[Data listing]
[Begin]
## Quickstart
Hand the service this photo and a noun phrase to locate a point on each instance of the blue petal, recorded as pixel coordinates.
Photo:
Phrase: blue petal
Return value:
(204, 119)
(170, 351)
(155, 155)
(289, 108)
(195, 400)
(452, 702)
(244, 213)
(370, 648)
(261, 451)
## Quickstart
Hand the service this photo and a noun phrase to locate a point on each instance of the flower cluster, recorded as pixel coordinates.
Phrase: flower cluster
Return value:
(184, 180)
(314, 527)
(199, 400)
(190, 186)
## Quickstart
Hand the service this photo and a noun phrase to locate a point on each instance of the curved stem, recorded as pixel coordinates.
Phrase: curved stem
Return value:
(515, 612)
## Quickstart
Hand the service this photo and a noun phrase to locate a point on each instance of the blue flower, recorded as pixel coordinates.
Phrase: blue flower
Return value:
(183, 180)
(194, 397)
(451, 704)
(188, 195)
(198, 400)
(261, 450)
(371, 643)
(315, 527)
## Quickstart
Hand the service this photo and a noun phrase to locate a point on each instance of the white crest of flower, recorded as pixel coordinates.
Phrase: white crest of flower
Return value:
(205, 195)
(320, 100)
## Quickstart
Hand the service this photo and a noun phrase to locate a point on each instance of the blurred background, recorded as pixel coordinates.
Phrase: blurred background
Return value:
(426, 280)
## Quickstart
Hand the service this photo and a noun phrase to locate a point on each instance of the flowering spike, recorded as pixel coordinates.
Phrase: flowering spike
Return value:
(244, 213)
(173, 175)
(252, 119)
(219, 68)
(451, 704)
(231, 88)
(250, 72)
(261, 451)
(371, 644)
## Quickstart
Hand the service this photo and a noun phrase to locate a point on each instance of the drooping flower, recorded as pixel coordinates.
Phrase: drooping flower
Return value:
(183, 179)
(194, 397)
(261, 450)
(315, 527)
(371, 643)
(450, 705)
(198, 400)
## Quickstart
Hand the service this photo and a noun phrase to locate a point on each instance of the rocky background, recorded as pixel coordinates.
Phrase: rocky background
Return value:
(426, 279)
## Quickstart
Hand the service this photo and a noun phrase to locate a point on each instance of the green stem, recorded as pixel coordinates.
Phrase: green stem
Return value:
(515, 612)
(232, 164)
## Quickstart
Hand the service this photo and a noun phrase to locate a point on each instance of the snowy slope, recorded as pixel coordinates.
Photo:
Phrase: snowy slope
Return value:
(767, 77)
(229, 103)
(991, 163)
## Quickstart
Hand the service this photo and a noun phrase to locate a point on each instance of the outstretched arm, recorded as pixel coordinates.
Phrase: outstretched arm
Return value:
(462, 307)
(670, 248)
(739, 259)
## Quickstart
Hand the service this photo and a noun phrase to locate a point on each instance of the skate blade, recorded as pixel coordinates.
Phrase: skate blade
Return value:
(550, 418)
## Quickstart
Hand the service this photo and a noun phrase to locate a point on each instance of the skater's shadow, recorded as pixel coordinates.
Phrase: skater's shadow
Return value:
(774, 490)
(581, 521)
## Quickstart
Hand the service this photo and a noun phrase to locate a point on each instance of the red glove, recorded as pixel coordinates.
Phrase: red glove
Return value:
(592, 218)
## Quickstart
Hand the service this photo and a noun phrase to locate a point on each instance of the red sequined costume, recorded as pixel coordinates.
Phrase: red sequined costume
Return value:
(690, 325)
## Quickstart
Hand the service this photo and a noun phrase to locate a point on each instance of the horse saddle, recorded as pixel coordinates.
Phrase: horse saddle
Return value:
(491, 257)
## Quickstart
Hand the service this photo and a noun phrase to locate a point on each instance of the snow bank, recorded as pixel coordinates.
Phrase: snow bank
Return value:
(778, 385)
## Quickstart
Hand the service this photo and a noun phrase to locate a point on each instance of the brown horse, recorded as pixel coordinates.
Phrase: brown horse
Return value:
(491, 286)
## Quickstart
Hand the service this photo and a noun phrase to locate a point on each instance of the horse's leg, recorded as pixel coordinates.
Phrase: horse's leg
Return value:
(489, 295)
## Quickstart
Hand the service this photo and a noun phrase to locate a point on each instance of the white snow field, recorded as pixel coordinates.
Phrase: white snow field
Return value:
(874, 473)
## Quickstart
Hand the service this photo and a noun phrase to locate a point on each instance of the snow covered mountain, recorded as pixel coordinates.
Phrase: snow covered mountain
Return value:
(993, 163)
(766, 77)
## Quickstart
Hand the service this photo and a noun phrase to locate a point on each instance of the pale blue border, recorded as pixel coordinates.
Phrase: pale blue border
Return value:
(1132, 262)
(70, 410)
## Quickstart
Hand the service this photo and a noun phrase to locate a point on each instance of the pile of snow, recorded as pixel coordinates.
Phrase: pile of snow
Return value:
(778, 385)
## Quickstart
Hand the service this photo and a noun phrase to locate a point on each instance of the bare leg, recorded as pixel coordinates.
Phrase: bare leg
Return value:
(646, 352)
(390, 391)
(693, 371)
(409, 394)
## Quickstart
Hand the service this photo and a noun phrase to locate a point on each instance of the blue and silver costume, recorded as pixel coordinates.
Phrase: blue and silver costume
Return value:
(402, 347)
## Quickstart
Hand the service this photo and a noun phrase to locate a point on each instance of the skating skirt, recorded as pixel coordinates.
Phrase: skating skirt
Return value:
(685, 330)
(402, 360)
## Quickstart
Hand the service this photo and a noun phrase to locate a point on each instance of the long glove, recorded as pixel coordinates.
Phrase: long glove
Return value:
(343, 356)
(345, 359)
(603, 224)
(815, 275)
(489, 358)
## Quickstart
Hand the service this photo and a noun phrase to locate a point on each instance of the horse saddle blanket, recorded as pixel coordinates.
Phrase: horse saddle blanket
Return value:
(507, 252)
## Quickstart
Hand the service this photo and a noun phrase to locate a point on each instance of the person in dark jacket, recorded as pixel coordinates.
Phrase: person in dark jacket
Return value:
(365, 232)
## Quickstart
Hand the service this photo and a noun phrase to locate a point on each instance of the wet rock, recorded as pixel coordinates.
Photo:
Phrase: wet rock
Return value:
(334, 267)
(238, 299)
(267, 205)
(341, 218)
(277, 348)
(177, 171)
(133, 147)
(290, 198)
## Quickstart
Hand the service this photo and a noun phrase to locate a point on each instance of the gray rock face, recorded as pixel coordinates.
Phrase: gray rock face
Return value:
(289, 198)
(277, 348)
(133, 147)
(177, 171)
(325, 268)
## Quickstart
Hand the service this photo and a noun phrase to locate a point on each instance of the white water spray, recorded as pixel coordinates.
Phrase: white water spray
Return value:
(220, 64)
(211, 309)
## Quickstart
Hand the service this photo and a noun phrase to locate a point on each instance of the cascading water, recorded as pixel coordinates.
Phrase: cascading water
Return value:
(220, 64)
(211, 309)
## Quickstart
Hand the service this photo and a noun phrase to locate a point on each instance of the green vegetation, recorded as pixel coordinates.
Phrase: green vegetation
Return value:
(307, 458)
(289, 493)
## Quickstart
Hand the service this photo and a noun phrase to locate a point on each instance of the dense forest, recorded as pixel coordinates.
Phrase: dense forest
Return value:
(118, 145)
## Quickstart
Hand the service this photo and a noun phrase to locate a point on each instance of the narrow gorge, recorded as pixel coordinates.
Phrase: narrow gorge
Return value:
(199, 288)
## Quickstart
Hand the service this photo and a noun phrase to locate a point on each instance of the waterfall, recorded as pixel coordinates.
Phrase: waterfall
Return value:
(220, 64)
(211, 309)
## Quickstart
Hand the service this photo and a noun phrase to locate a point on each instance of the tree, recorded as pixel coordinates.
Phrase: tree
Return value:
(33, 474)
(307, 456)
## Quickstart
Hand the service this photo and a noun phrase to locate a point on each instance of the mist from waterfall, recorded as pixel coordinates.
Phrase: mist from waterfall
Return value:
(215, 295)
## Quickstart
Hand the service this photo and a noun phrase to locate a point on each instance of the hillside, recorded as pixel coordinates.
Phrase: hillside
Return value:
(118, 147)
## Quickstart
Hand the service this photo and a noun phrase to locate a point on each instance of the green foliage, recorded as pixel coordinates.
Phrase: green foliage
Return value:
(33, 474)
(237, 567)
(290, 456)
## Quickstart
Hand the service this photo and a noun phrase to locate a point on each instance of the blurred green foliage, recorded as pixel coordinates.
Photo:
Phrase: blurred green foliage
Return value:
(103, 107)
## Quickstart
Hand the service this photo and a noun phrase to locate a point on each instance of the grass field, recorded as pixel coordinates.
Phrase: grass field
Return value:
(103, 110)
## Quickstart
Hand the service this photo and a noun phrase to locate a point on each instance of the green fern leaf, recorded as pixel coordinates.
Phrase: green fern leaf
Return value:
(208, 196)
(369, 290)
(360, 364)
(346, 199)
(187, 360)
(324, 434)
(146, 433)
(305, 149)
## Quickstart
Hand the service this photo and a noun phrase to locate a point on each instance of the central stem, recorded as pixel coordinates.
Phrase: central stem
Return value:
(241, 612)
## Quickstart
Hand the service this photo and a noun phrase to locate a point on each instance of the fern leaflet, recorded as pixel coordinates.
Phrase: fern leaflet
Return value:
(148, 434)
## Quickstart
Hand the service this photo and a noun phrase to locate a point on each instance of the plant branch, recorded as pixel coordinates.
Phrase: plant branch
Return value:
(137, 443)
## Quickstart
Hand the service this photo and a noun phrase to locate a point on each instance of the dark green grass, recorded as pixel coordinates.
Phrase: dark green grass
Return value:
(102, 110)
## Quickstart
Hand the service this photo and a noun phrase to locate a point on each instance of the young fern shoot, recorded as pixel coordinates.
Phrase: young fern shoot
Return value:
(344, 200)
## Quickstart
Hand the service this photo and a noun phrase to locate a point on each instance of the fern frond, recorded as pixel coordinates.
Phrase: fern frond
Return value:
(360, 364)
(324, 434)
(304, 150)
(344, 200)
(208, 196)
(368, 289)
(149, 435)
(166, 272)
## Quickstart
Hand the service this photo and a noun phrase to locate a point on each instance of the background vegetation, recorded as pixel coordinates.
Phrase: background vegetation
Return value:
[End]
◆ **Required task**
Filter the items above and copy every line that contains the string "silver". Case counts.

◆ **Exercise solution**
Hand the service this photo and a noun phrase to locate a point on each instance of the blue and silver costume, recorded as pixel coordinates.
Phrase: blue and silver costume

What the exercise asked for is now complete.